[Given data Boundary: Start]

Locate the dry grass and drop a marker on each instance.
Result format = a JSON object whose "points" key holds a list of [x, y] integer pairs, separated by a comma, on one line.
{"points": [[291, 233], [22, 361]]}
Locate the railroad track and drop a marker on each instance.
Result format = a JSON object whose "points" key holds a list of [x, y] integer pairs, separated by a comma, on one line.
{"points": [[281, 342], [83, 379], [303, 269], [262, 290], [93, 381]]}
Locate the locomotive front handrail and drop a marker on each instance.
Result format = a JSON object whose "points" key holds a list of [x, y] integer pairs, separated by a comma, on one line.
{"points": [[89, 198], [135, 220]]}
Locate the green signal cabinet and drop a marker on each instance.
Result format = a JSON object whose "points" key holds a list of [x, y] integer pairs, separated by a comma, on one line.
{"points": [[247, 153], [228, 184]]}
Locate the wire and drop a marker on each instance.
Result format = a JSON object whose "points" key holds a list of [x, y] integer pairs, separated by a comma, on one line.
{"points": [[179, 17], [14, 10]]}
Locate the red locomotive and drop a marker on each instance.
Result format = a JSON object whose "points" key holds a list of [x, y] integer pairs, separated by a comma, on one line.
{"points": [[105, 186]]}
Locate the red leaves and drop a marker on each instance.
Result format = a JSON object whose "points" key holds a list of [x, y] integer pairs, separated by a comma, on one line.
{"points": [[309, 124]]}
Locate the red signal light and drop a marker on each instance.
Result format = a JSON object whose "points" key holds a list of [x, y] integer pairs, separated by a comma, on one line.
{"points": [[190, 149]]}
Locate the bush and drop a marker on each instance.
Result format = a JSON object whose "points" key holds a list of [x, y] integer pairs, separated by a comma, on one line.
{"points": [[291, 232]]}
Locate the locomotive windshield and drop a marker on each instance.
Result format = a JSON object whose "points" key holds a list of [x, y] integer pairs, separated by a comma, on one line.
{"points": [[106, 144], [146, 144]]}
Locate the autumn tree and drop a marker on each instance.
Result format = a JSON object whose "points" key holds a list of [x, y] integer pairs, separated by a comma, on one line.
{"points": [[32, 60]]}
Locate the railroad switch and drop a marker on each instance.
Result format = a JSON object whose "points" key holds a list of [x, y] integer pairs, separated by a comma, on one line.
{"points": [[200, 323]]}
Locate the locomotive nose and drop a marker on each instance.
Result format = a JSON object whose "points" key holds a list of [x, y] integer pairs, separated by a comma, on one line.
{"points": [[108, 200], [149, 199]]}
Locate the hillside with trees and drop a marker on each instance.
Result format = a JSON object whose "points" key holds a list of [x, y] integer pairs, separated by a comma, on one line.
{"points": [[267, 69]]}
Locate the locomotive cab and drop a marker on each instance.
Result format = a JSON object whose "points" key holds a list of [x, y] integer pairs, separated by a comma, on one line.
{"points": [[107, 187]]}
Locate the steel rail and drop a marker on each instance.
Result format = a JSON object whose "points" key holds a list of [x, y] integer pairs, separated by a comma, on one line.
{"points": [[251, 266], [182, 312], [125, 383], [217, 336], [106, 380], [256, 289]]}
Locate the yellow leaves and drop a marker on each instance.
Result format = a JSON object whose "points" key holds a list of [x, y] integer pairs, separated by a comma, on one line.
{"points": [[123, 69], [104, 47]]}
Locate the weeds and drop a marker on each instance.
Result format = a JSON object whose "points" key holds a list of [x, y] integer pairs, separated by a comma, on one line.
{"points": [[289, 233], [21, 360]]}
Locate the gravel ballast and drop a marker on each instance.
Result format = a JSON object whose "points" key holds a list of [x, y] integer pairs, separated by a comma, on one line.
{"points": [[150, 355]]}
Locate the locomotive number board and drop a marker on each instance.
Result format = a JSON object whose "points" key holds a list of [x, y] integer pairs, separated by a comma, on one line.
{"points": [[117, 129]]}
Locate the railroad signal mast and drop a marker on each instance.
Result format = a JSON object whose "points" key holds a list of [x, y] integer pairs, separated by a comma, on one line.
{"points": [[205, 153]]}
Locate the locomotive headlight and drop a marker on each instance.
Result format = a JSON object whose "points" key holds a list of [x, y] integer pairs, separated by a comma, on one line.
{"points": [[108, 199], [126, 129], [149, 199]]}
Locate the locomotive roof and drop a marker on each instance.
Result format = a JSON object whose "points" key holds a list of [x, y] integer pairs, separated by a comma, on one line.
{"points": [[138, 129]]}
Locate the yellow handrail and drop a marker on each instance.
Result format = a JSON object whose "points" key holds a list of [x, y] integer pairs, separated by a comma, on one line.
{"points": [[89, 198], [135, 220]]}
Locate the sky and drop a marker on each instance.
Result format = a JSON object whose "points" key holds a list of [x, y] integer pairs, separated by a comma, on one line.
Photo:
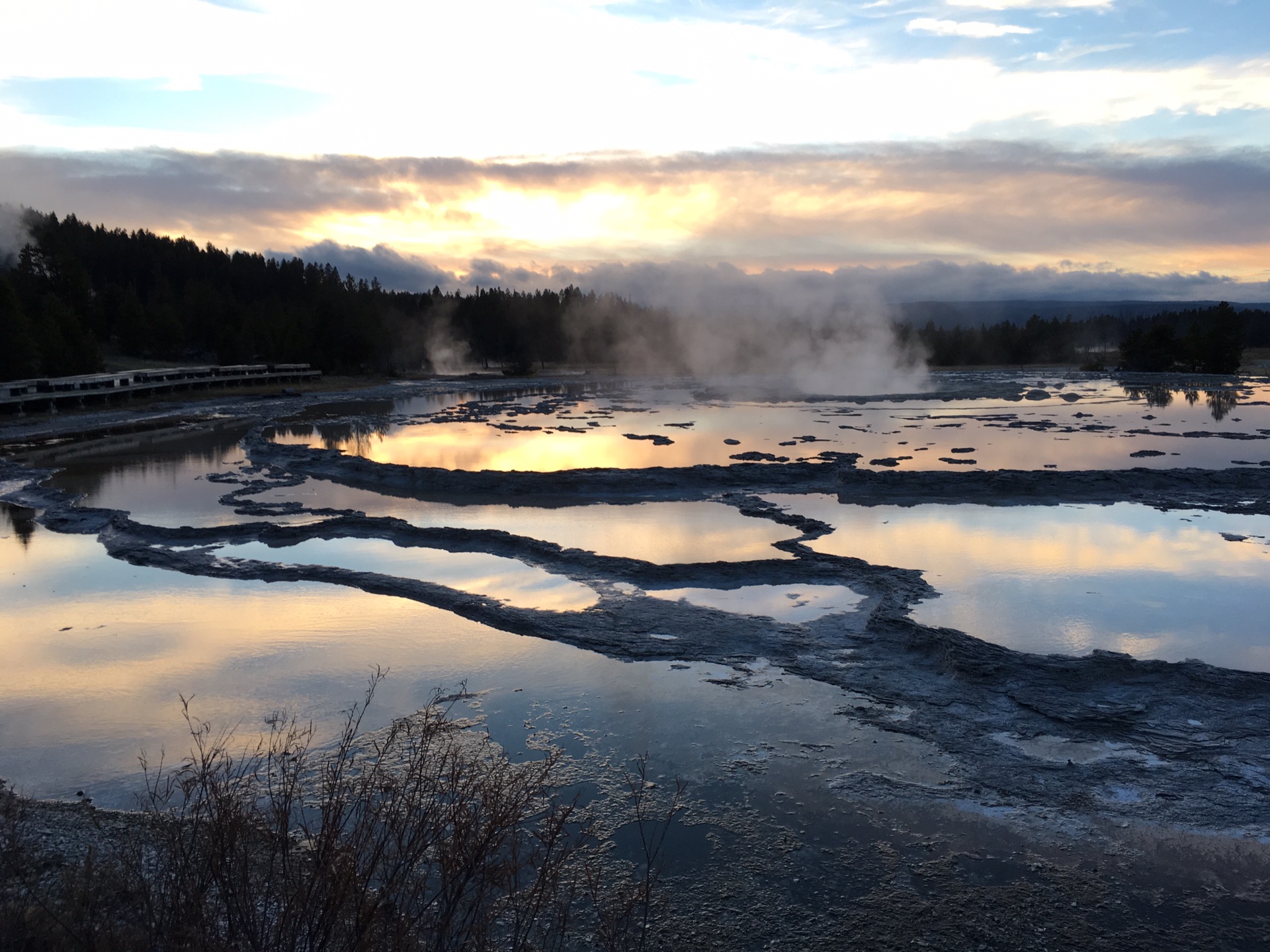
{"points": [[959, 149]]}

[Given data Boundary: End]

Where an entry contains an image, skip the image and write out the rest exactly.

Solution to the exercise:
Locate the dry grass and drop a marker on each instance.
Result format = a JSON object whose "points" key holds a list of [x, y] integer pairs, separated by a comma, on one line.
{"points": [[291, 233], [22, 361]]}
Locate the railroad track and drop a marker on each instance.
Result format = a JSON object whose "points" key holds a list of [x, y] integer pairs, separated by a comma, on one line.
{"points": [[281, 342], [83, 379], [303, 269], [262, 290], [93, 381]]}
Locate the locomotive front handrail and drop a marker on each instance.
Result format = a JSON object whose "points" key holds a list of [x, y] integer pairs, separated by a comma, on one line.
{"points": [[89, 198], [135, 220]]}
Locate the green signal cabinet and drop a marker on each instance.
Result format = a JSON object whose "points" key holds a list of [x, y] integer pairs, separated by a comma, on one line.
{"points": [[247, 153], [228, 184]]}
Locate the wire and drop a marker on each instance.
Result format = a JSON object whose "points" key holds a list of [x, y] integer pairs, separated by a comma, on one line.
{"points": [[179, 17], [14, 10]]}
Locate the red locomotive and drop a marker on each instance.
Result format = a JSON object whose "points" key holds a list of [x, y] integer pairs, separated by a comma, on one line.
{"points": [[105, 186]]}
Locate the red leaves and drop a marker on each instance.
Result format = a JSON object whose "points" key holds a list of [x, y] integer pairs, separated by a comma, on one line.
{"points": [[309, 124]]}
Locate the red signal light and drop a marker on each instance.
Result format = a JSON object whose "points" key holds a list of [x, y] integer pairs, separated by a comma, on one line.
{"points": [[190, 149]]}
Locate the bush and drop a marker on each instance.
Result format = a JSON object whose "points" key holds a list of [x, y] integer pairs, separated by a comma, on one line.
{"points": [[291, 232]]}
Locate the locomotive windshield and drop a marker on each instance.
Result format = a JSON object whose "points" key holds a list of [x, y] integer pairs, separated by a comma, on one line.
{"points": [[106, 144], [146, 144]]}
Locate the autumn tree and drop a marker on each instance.
Result format = a JSON object whose "points" key holds a list of [x, y] integer pairs, separated by a comma, on one line.
{"points": [[32, 60]]}
Locate the railroad switch and drop a marker on each instance.
Result format = a JSON object whose "points" key holds a list of [x, y] integer pairs, separated by a comma, on one line.
{"points": [[200, 323]]}
Locate the locomotive nose and drop a marker on each instance.
Result format = a JSON object whose "points" key holds a list of [x, y] integer pairs, separated by a comma, on one line.
{"points": [[108, 200], [149, 199]]}
Locate the hillside with trees and drop a marker on each instance.
Result format = a JSON object whose "points" key holds a list of [x, y] integer pairs, separated by a comma, on one line.
{"points": [[267, 69]]}
Locate the locomotive cab and drop a marker on each instance.
Result format = a JSON object whose "points" key holds a list of [x, y] integer pairs, separated by a comma, on one line.
{"points": [[107, 187]]}
Locate the steel rail and drop a marker on each instance.
Result format = a JSON object whose "points" key holds a list of [x, y] integer pairs, separated by a comma, on one line.
{"points": [[251, 266], [182, 312], [125, 383], [217, 336], [106, 380], [256, 289]]}
Locate the yellow leaves and drop a marker on each instance.
Result format = a JSON object whose "points" key holds a list of [x, y] integer pairs, separated by a comma, on one line.
{"points": [[123, 69], [104, 47]]}
Locate the weeds and drop a marker on each instance.
Result format = a JSON object whose "points" key holds a list of [x, y] integer pairs, separated by a comma, on one line.
{"points": [[289, 233], [21, 360]]}
Locate the gravel ballast and drop a marker on each instance.
Result format = a JSON object whose "points" key holds a list of [x, y] integer pairs, separated by a comma, on one line.
{"points": [[150, 355]]}
Locate the locomotive number board and drop a marker on each instance.
Result format = a JSON object whose "points" key holds a list of [x, y] integer pairs, separated by a comma, on one line.
{"points": [[117, 129]]}
Locate the railroad signal mast and drop a marker on each instance.
Result format = a JSON object whose "points" key holds a list of [x, y] integer pairs, separated by a comma, on one line.
{"points": [[205, 153]]}
Locate the locomotive headlight and drop a marker on each instance.
Result format = a JSON object whose "points" key holds a list of [x, y] integer pairs, separated by a comma, on one line.
{"points": [[108, 199], [126, 129], [149, 199]]}
Locate the locomotive roof and drop a marker on each instance.
Result format = a JSON object whose "points" key holds a list of [x, y] integer pairs, separated by a comma, on one line.
{"points": [[138, 129]]}
Locate the yellow handrail and drop a marker on each instance.
Result format = a JSON object whose "points" key holds a list of [x, y] integer pairs, separated by a comma, on one line.
{"points": [[89, 198], [135, 220]]}
Locate the sky and drop a marker on each instance.
Result format = a JSON object whose "points" key holds a list of [x, y] integer pairs, separated by a comma, on one line.
Photo:
{"points": [[959, 149]]}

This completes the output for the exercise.